▸ PROBLEM TO WORK ON
Please find the lines in the following records that hold "every", and copy them.

▸ RECORDS SUPPLIED
= = =
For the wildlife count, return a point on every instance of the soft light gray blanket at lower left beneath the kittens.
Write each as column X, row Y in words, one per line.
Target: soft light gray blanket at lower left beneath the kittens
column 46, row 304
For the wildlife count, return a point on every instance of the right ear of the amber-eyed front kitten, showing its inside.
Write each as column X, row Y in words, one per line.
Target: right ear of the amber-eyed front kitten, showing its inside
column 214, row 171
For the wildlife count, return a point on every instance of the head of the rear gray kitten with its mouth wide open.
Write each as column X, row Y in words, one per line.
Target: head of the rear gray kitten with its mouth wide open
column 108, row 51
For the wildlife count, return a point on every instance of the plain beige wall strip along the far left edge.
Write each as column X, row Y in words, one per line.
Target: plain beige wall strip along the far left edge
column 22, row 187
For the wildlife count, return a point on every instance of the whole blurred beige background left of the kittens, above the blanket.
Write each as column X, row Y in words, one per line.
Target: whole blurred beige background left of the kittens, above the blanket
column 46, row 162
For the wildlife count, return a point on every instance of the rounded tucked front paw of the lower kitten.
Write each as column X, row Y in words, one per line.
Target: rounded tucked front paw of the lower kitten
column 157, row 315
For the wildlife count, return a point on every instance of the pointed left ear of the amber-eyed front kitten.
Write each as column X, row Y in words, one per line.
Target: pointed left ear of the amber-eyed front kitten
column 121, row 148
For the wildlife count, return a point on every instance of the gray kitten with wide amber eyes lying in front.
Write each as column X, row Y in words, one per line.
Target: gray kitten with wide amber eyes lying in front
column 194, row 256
= = =
▸ EXERCISE ANSWER
For the wildlife count, return a point on every instance of the soft light gray blanket at lower left beneath the kittens.
For the wildlife count, return a point on every instance of the right ear of the amber-eyed front kitten, showing its inside.
For the wildlife count, return a point on every instance of the head of the rear gray kitten with its mouth wide open.
For the wildlife count, return a point on every instance of the plain beige wall strip along the far left edge.
For the wildlife count, return a point on every instance of the whole blurred beige background left of the kittens, above the blanket.
For the wildlife count, return a point on every instance of the rounded tucked front paw of the lower kitten.
For the wildlife count, return a point on every instance of the pointed left ear of the amber-eyed front kitten.
For the wildlife count, return a point on every instance of the gray kitten with wide amber eyes lying in front.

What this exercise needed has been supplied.